(Beginning of TEXT UNDER STUDY)
Ouch making my head hurt.

Here is a copy of the DB. I stripped out all the data but left the functionality just as it was originally designed.

I want the requestor phone to be tied to the family center but also to be manually inputable in case of a number change not in the DB or if the user is at another site.

I think if I applied myself to this I could eventually get it.... bnut right now it changed from what I was hoping was easy to "blah blah blah"

The funny thing is I can VB script for PC access very well... You would think this would be right along the same lines but it looks entirely different.

Thanks again for the help

The form is Order Entry
The table that the information reside in is Centers
The table I want the information to be stored in is Order Entry


----------



## OBP (Mar 8, 2005)

Ok, I have added a simple query to list the centers and their phone numbers. This supplies the new combo box on your form with it's data. If you select one of the phone numbers it puts it in the Requestors phone number field. It just uses some very simple VB in the Combo box's "After Update" event procedure. You can still overwrite the data in the Requestors phone field or just type the data straight in.


----------



## StumpedTechy (Jul 7, 2004)

Hrm it looks good until I want to save then it barks at me about updating a primary key? Also why can't this just link to the family center selection instead of adding a Select Requestor phone field?


----------



## OBP (Mar 8, 2005)

When you say link to the family center selection, the new combo effectively replaces your Center selection combo as it is no longer required. You can modify your combo if you like by adding a second column which holds the phone number and use the VB from my combo, but you will have to change the column(2) in the code to Column(1).
(End of TEXT UNDER STUDY)
(Beginning of DATASET EXTRACT)
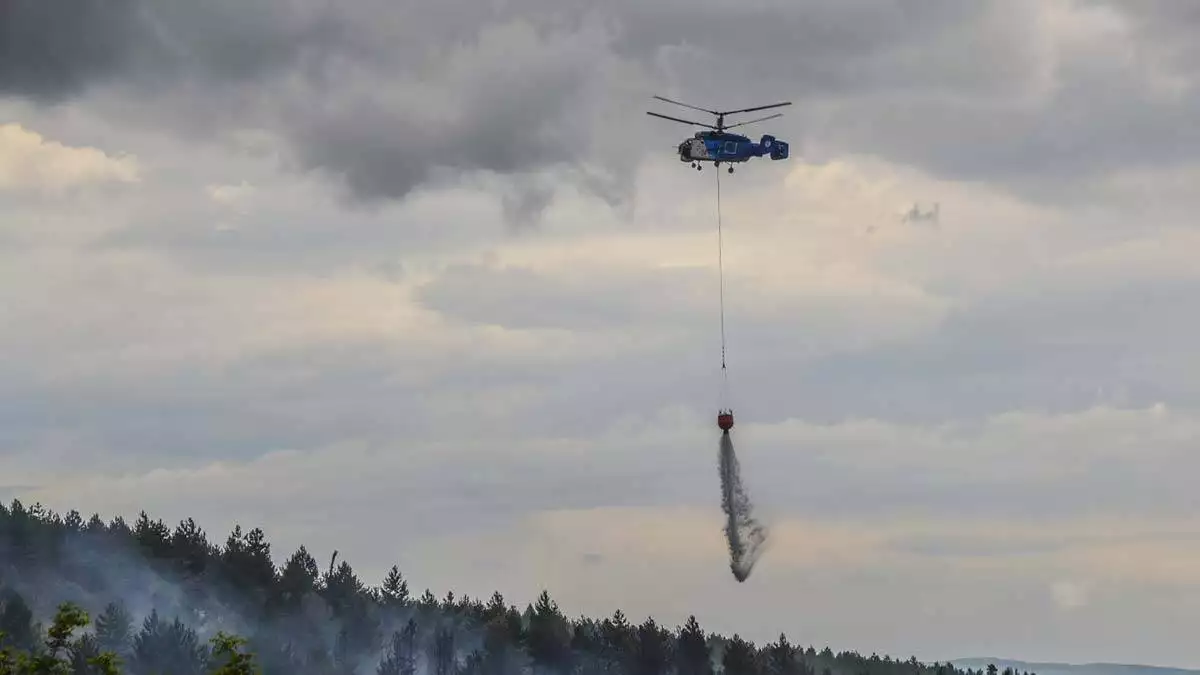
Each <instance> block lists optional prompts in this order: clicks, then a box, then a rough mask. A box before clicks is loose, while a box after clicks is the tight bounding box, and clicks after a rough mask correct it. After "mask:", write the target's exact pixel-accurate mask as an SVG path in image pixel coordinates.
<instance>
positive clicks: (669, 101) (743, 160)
mask: <svg viewBox="0 0 1200 675" xmlns="http://www.w3.org/2000/svg"><path fill="white" fill-rule="evenodd" d="M654 98H658V100H659V101H666V102H667V103H674V104H676V106H683V107H684V108H691V109H694V110H700V112H702V113H708V114H710V115H716V124H715V125H710V124H704V123H698V121H691V120H684V119H679V118H672V117H670V115H664V114H660V113H653V112H649V110H647V112H646V114H648V115H654V117H656V118H662V119H665V120H671V121H677V123H682V124H690V125H695V126H706V127H708V129H710V130H713V131H697V132H696V133H695V136H692V137H691V138H688V139H686V141H684V142H683V143H679V145H678V148H676V150H677V151H678V153H679V161H680V162H691V167H692V168H695V169H696V171H700V169H701V168H702V167H701V162H713V166H714V167H719V166H721V162H726V163H728V165H734V163H738V162H746V161H750V159H751V157H762V156H763V155H767V156H769V157H770V159H772V160H786V159H787V156H788V153H787V142H786V141H780V139H778V138H775V137H774V136H772V135H769V133H764V135H763V136H762V138H761V139H758V142H757V143H755V142H754V141H751V139H750V138H749V137H746V136H742V135H739V133H728V132H726V131H725V130H727V129H733V127H736V126H742V125H746V124H754V123H758V121H763V120H769V119H775V118H779V117H782V114H781V113H775V114H773V115H767V117H764V118H758V119H754V120H748V121H742V123H738V124H731V125H728V126H726V125H725V115H733V114H738V113H749V112H754V110H766V109H768V108H779V107H781V106H791V104H792V102H791V101H785V102H782V103H772V104H769V106H755V107H754V108H743V109H740V110H725V112H721V110H709V109H708V108H700V107H696V106H692V104H690V103H682V102H679V101H672V100H671V98H665V97H662V96H654ZM728 172H730V173H733V166H730V167H728Z"/></svg>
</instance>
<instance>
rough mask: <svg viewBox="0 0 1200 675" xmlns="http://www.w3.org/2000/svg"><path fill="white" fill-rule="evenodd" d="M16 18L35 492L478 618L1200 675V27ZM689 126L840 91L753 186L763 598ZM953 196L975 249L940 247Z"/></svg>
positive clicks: (1, 351) (595, 15)
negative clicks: (737, 567) (457, 595)
mask: <svg viewBox="0 0 1200 675" xmlns="http://www.w3.org/2000/svg"><path fill="white" fill-rule="evenodd" d="M0 23H2V24H5V25H4V26H2V28H4V30H0V213H2V214H4V216H2V217H0V280H2V282H0V325H2V329H0V374H2V376H0V477H2V479H0V484H2V486H0V497H2V498H5V500H8V498H12V497H14V496H18V497H20V498H23V500H26V501H35V500H40V501H42V502H43V503H47V504H48V506H50V507H53V508H56V509H61V510H66V509H70V508H78V509H80V510H85V512H92V510H95V512H100V513H102V514H104V515H106V516H112V515H114V514H118V513H121V514H125V515H126V516H131V515H133V514H136V513H137V512H138V510H139V509H142V508H145V509H148V510H150V512H151V513H154V514H156V515H161V516H162V518H164V519H167V520H168V521H178V519H180V518H184V516H188V515H193V516H196V518H197V519H198V520H199V521H200V522H202V525H203V526H204V527H205V528H206V530H208V531H209V532H210V533H212V536H214V538H220V539H223V537H224V534H226V533H227V532H228V530H229V528H230V527H232V526H233V524H234V522H235V521H238V522H242V524H245V525H247V526H251V525H262V526H263V527H264V528H265V530H266V533H268V536H269V537H270V538H271V540H272V542H274V544H275V549H276V551H277V555H278V556H280V557H281V558H282V557H283V556H286V555H288V554H289V552H290V551H292V550H294V549H295V548H296V546H298V545H299V544H301V543H305V544H307V545H308V546H310V548H311V549H312V550H314V552H316V554H317V555H318V557H323V556H326V555H329V552H330V551H331V550H332V549H334V548H337V549H340V550H341V551H342V555H343V557H347V558H348V560H350V562H352V563H353V565H354V566H355V568H356V571H358V572H359V573H360V574H361V575H362V577H365V578H366V579H367V580H368V581H371V583H377V581H378V580H379V579H382V577H383V574H384V573H385V571H386V568H388V567H390V566H391V565H392V563H398V565H400V566H401V568H402V571H403V572H404V573H406V574H407V575H408V577H409V579H410V583H412V584H413V585H414V586H416V587H418V589H424V587H426V586H428V587H430V589H431V590H433V591H434V592H436V593H437V595H438V596H442V595H444V592H445V591H446V590H451V589H452V590H455V591H456V592H457V593H468V595H472V596H482V595H487V593H490V592H491V591H492V590H500V591H502V592H504V593H505V595H506V596H508V597H510V598H512V599H515V601H516V599H521V598H523V599H532V598H533V596H534V595H535V593H536V592H538V591H539V590H540V589H541V587H546V589H548V590H550V591H551V593H552V595H553V597H556V598H557V599H558V602H559V603H560V605H562V607H563V608H564V609H565V610H566V611H568V613H570V614H581V613H586V614H605V615H607V614H610V613H612V610H614V609H617V608H618V607H619V608H623V609H624V610H625V613H626V614H629V615H630V616H631V617H632V619H635V620H638V621H640V620H641V619H644V617H646V616H647V615H648V614H653V615H654V616H655V617H658V619H659V620H661V621H666V622H670V623H674V622H679V621H682V620H683V619H685V617H686V615H688V614H692V613H694V614H696V616H697V617H698V619H700V620H701V621H702V623H704V625H706V626H707V627H709V628H712V629H716V631H721V632H726V633H732V632H734V631H736V632H740V633H742V634H743V635H746V637H750V638H752V639H755V640H768V639H772V638H774V637H775V635H778V634H779V633H780V632H786V633H787V634H788V635H790V637H791V638H792V639H793V640H797V641H800V643H803V644H814V645H817V646H818V647H820V646H821V645H824V644H829V645H832V646H833V647H835V649H856V650H860V651H864V652H868V653H870V652H871V651H877V652H880V653H884V652H887V653H893V655H899V656H905V657H906V656H908V655H916V656H918V658H923V659H940V658H953V657H961V656H976V655H985V656H988V655H998V656H1009V657H1020V658H1030V659H1067V661H1102V659H1105V661H1124V662H1141V663H1157V664H1168V665H1170V664H1174V665H1184V667H1188V665H1190V667H1200V661H1198V657H1196V656H1195V649H1194V644H1195V643H1194V638H1195V634H1194V627H1195V625H1196V622H1198V621H1200V514H1198V507H1200V494H1198V492H1196V490H1195V488H1194V485H1195V478H1194V477H1195V474H1196V473H1195V472H1196V470H1200V455H1198V454H1196V452H1195V449H1196V448H1195V438H1196V437H1198V435H1200V387H1198V386H1196V384H1195V382H1196V381H1198V378H1196V376H1198V375H1200V359H1198V357H1196V356H1195V352H1194V344H1195V341H1196V339H1198V337H1200V319H1196V318H1195V317H1194V315H1193V312H1192V311H1190V310H1192V309H1193V306H1194V298H1195V297H1196V293H1198V292H1200V267H1198V265H1196V263H1195V259H1196V257H1198V255H1200V232H1198V229H1196V225H1195V216H1194V214H1195V213H1196V210H1198V209H1200V192H1198V191H1196V190H1195V187H1194V186H1195V185H1196V180H1198V179H1200V131H1196V129H1198V127H1196V125H1195V124H1194V121H1195V119H1196V117H1198V114H1200V90H1198V88H1196V85H1198V78H1196V74H1195V72H1196V66H1198V65H1200V49H1198V48H1196V42H1195V40H1194V35H1195V29H1196V28H1198V24H1200V7H1196V6H1194V5H1193V4H1192V2H1184V1H1182V0H1181V1H1166V0H1164V1H1150V0H1138V1H1136V2H1135V1H1133V0H1130V1H1128V2H1115V1H1100V0H1093V1H1085V0H1078V1H1067V0H995V1H985V0H978V1H973V2H962V1H961V0H908V1H905V2H896V1H887V0H854V1H846V0H803V1H802V0H774V1H773V0H760V1H756V2H744V1H743V2H733V1H718V0H701V1H695V0H691V1H686V2H685V1H682V0H612V1H608V2H604V4H589V2H583V1H582V0H491V1H480V0H436V1H434V0H422V1H419V2H401V4H396V2H389V1H385V0H355V1H353V2H337V4H334V2H323V1H318V0H214V1H210V2H204V4H199V2H190V1H185V0H121V1H119V2H101V1H100V0H77V1H72V2H67V0H61V1H59V0H54V1H49V0H16V2H12V1H10V2H6V4H4V7H2V8H0ZM654 94H660V95H665V96H670V97H676V98H682V100H684V101H689V102H692V103H696V104H701V106H708V107H720V108H737V107H744V106H752V104H761V103H770V102H775V101H780V100H791V101H793V102H794V104H793V106H792V107H791V108H787V109H786V110H785V112H786V114H785V117H784V118H781V119H778V120H772V121H770V123H764V124H762V125H755V126H751V127H749V130H750V131H752V135H754V136H757V135H758V133H762V132H770V133H774V135H776V136H779V137H781V138H785V139H788V141H791V142H792V159H791V160H790V161H788V162H770V161H767V160H762V161H756V162H751V163H749V165H745V166H744V167H742V168H740V169H739V171H738V172H737V173H736V174H733V175H727V174H722V179H721V181H722V198H724V201H725V244H726V249H725V269H726V273H727V277H726V281H727V288H726V291H727V294H726V297H727V300H728V313H727V321H728V339H730V378H731V386H732V394H733V405H734V407H736V410H737V412H738V426H737V429H736V430H734V436H736V443H737V446H738V450H739V455H740V460H742V464H743V468H744V473H745V480H746V483H748V488H749V489H750V491H751V495H752V497H754V498H755V502H756V506H757V507H758V509H760V514H761V515H762V518H763V519H764V520H766V521H767V522H768V525H769V527H770V530H772V548H770V549H769V550H768V551H767V554H766V555H764V557H763V558H762V561H761V562H760V566H758V568H756V571H755V573H754V575H752V577H751V578H750V579H749V580H748V581H746V583H745V584H740V585H739V584H737V583H736V581H734V580H733V578H732V575H731V574H730V571H728V567H727V562H726V551H725V548H724V540H722V536H721V514H720V509H719V506H720V504H719V492H718V490H719V483H718V476H716V444H718V431H716V429H715V426H714V422H713V414H714V412H715V407H716V405H718V394H719V358H720V357H719V353H720V344H719V323H718V277H716V235H715V213H714V205H715V204H714V187H715V185H714V180H715V178H714V172H713V171H712V169H708V171H704V172H701V173H697V172H695V171H692V169H689V168H688V165H684V163H680V162H679V161H678V157H677V156H674V155H673V147H674V145H676V144H677V143H678V142H679V141H680V139H682V138H683V137H685V136H688V135H690V133H691V130H690V129H688V127H685V126H682V125H674V124H672V123H667V121H664V120H658V119H654V118H649V117H647V115H644V110H647V109H654V110H659V112H664V113H667V114H679V112H686V110H672V109H670V108H668V107H667V106H665V104H662V103H658V102H654V101H652V100H650V96H652V95H654ZM697 114H698V113H697ZM913 202H917V203H919V204H922V207H923V208H926V209H928V208H930V205H931V204H932V203H934V202H937V203H940V204H941V214H942V219H941V222H940V223H938V225H936V226H935V225H932V223H928V222H917V223H908V222H901V221H900V219H899V214H900V213H901V211H902V210H904V209H906V208H907V207H910V205H911V204H912V203H913ZM1188 317H1193V318H1188ZM380 533H383V536H380ZM522 602H523V601H522Z"/></svg>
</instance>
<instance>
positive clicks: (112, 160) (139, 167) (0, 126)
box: [0, 124, 142, 195]
mask: <svg viewBox="0 0 1200 675" xmlns="http://www.w3.org/2000/svg"><path fill="white" fill-rule="evenodd" d="M140 171H142V169H140V167H139V165H138V161H137V160H136V159H134V157H130V156H116V157H114V156H109V155H108V154H106V153H104V151H103V150H100V149H96V148H73V147H68V145H64V144H61V143H59V142H55V141H47V139H46V138H43V137H42V135H40V133H37V132H36V131H31V130H29V129H25V127H23V126H20V125H17V124H4V125H0V190H36V191H43V192H47V193H53V195H58V193H61V192H62V191H65V190H67V189H71V187H77V186H82V185H90V184H103V183H138V181H139V180H140Z"/></svg>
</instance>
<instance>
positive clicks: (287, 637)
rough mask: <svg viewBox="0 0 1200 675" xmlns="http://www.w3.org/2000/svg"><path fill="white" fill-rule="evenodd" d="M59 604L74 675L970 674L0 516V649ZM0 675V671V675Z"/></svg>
mask: <svg viewBox="0 0 1200 675" xmlns="http://www.w3.org/2000/svg"><path fill="white" fill-rule="evenodd" d="M61 603H73V604H74V605H77V607H79V608H82V609H83V610H85V611H86V613H88V614H89V615H90V619H91V621H88V622H84V621H82V615H74V620H76V623H79V625H80V626H83V625H84V623H86V626H83V632H82V635H83V638H82V639H77V640H73V641H71V643H70V645H68V646H67V647H64V649H62V652H64V655H65V656H64V659H65V662H66V663H70V664H71V665H68V669H67V671H68V673H74V674H84V673H108V671H109V670H104V669H103V664H98V665H92V664H89V661H90V659H92V657H95V656H96V655H98V653H101V652H112V653H114V655H115V656H116V657H118V658H119V659H120V664H121V665H120V669H121V670H120V671H121V673H128V674H132V675H155V674H162V675H166V674H172V675H200V674H205V673H214V671H217V669H218V668H226V670H222V671H224V673H240V671H241V670H229V669H228V668H229V665H222V664H227V663H228V662H230V659H232V658H233V651H232V647H233V646H234V645H233V644H232V643H229V641H228V640H223V639H218V638H220V637H221V634H230V635H239V637H242V638H245V639H246V649H247V650H248V651H250V652H251V653H252V655H253V657H254V662H256V663H257V665H258V667H260V668H262V671H263V673H266V674H269V675H276V674H277V675H310V674H311V675H318V674H319V675H414V674H418V673H420V674H422V675H509V674H518V673H520V674H532V675H540V674H546V675H550V674H553V675H572V674H574V675H660V674H667V673H671V674H676V675H716V674H719V673H725V674H728V675H935V674H936V675H977V673H978V671H972V670H962V669H956V668H954V667H952V665H949V664H936V663H935V664H931V665H930V664H922V663H918V662H917V659H916V658H910V659H907V661H904V659H893V658H890V657H880V656H875V655H872V656H869V657H868V656H863V655H859V653H854V652H841V653H834V652H833V651H830V650H829V649H823V650H821V651H817V650H816V649H814V647H811V646H809V647H804V649H802V647H800V646H799V645H798V644H792V643H791V641H788V639H787V638H786V637H785V635H780V637H779V639H778V640H776V641H774V643H772V644H767V645H761V646H760V645H755V644H752V643H750V641H748V640H744V639H742V638H740V637H739V635H732V637H722V635H715V634H710V633H707V632H706V631H704V629H703V628H702V627H701V626H700V625H698V622H697V621H696V619H695V617H690V619H689V620H688V622H686V623H685V625H684V626H682V627H677V628H668V627H666V626H661V625H659V623H656V622H655V621H654V620H653V619H646V620H644V621H642V622H640V623H635V622H631V621H630V620H629V619H628V617H625V616H624V615H623V614H622V613H620V611H617V613H616V614H614V615H613V616H610V617H607V619H587V617H578V619H569V617H566V616H564V615H563V614H562V613H560V611H559V609H558V607H557V605H556V603H554V602H553V601H552V599H551V597H550V595H548V593H546V592H542V593H541V596H540V597H539V598H536V601H535V602H534V603H532V604H527V605H526V607H524V609H523V610H522V609H518V607H517V605H516V604H512V603H510V602H509V601H506V599H505V598H504V597H502V596H500V595H499V593H493V595H492V597H491V598H487V599H481V598H468V597H457V596H455V593H454V592H451V591H446V592H445V595H444V596H442V597H440V598H438V597H437V596H434V595H433V592H432V591H430V590H425V591H424V593H421V595H420V596H416V593H414V592H412V590H410V587H409V585H408V581H407V580H406V579H404V577H403V575H402V573H401V572H400V569H397V568H396V567H392V568H391V572H390V573H389V574H388V577H386V578H385V579H383V580H382V581H380V583H379V584H378V585H371V584H367V583H366V581H364V580H362V579H359V578H358V575H356V574H355V573H354V569H353V567H352V566H350V563H349V562H348V561H344V560H342V561H338V560H337V554H336V552H335V554H334V556H332V558H331V560H330V561H329V563H328V565H326V566H324V569H322V566H319V565H318V562H317V560H316V558H314V557H313V556H312V555H310V552H308V551H307V550H306V549H305V548H304V546H301V548H300V549H299V550H296V551H295V552H293V554H292V555H290V556H288V557H287V558H286V561H284V562H283V565H282V567H278V568H277V567H276V565H275V563H274V560H272V555H271V546H270V544H269V543H268V542H266V537H265V536H264V533H263V531H262V530H260V528H253V530H250V531H244V530H242V528H241V527H240V526H239V527H235V528H234V531H233V532H232V533H230V534H229V536H228V537H227V538H226V540H224V543H223V544H222V545H216V544H214V543H211V542H209V540H208V537H206V536H205V533H204V531H203V530H202V528H200V527H199V526H198V525H197V524H196V522H193V521H192V520H191V519H188V520H185V521H182V522H180V524H179V525H178V526H175V527H174V528H172V527H169V526H167V525H166V524H164V522H163V521H162V520H151V519H150V516H149V515H146V514H145V513H142V514H140V515H139V518H138V519H137V521H136V522H133V524H132V525H130V524H127V522H126V521H125V520H122V519H121V518H120V516H118V518H114V519H113V520H112V521H109V522H104V521H103V520H102V519H101V518H100V516H98V515H92V516H91V518H90V519H88V520H84V519H83V518H82V516H80V514H79V513H77V512H71V513H68V514H66V515H59V514H56V513H53V512H50V510H49V509H46V508H43V507H41V506H40V504H35V506H32V507H26V506H24V504H22V503H20V502H19V501H13V502H12V504H11V506H10V507H4V506H2V504H0V633H2V634H4V635H2V637H0V647H6V649H8V651H10V652H11V653H18V652H26V653H36V652H37V651H38V650H41V649H44V645H47V644H48V643H49V644H50V645H52V646H53V645H56V644H59V643H64V644H65V643H66V640H64V639H62V638H61V635H58V632H55V631H49V629H48V627H49V621H50V620H52V619H53V616H54V614H55V611H56V610H58V609H59V608H60V605H61ZM67 614H68V616H67V617H66V620H68V622H70V620H71V616H70V613H67ZM215 639H216V640H215ZM56 640H58V641H56ZM214 640H215V641H214ZM5 668H6V667H5V665H4V663H2V659H0V675H6V674H5ZM10 671H11V670H10ZM30 671H31V673H32V671H34V670H30ZM44 671H46V673H50V671H52V670H44ZM1006 675H1013V674H1010V673H1006Z"/></svg>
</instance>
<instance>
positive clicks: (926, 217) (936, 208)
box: [900, 202, 942, 225]
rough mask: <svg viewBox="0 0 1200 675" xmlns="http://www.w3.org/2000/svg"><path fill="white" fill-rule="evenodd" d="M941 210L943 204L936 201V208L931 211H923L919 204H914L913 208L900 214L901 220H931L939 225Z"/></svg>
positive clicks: (933, 208)
mask: <svg viewBox="0 0 1200 675" xmlns="http://www.w3.org/2000/svg"><path fill="white" fill-rule="evenodd" d="M941 210H942V209H941V204H938V203H937V202H934V208H932V210H929V211H922V210H920V207H919V205H917V204H913V205H912V208H911V209H908V210H907V211H905V213H902V214H901V215H900V221H901V222H919V221H931V222H932V223H934V225H937V221H938V219H940V216H941Z"/></svg>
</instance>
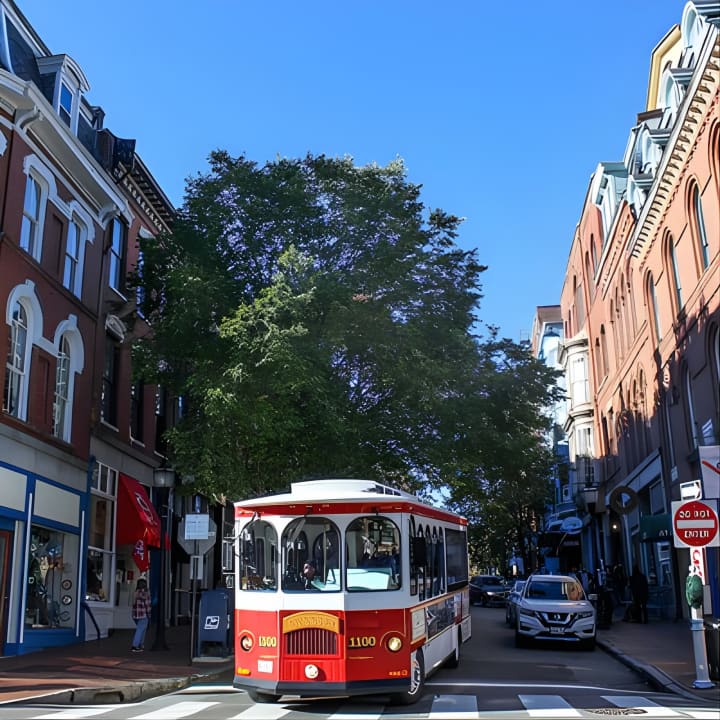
(End of DATASET EXTRACT)
• **PROBLEMS TO WORK ON**:
**a.** In the forum thread about the order entry form, which event procedure of the combo box holds the VB code that fills in the Requestors phone number field?
**b.** Resume the forum thread about the order entry form's phone combo box, picking up after its last post.

• **RESULTS FOR EACH TASK**:
**a.** The combo box's "After Update" event procedure.

**b.**
I do not know what the error message is except there isn't a value going in to the "Request ID " field.


----------



## StumpedTechy (Jul 7, 2004)

Okay that was the problem I didn't give you the Autoincrement version this was added to another revision of this DB. I'll look into modifying the current DB with what you gave me. Tks.


----------



## StumpedTechy (Jul 7, 2004)

Just an FYI update -

I copied the query but took out the address field. Changed the VB code to point to the Family_Center instead of Combo48 and linked it to the Family_Center combo box instead of the one you made lastly I changed the column to 1 instead of 2 (since there was no longer an address field in the query) I modified the shown fields to 2. On my original DB and it all works fine now... doesn't look as pretty with the side scroll bar in the sites field.... but it does the job. Thanks for the help.


----------



## OBP (Mar 8, 2005)

Great work.
Can you mark this thread as "Solved" using the thread tools at the top of the page?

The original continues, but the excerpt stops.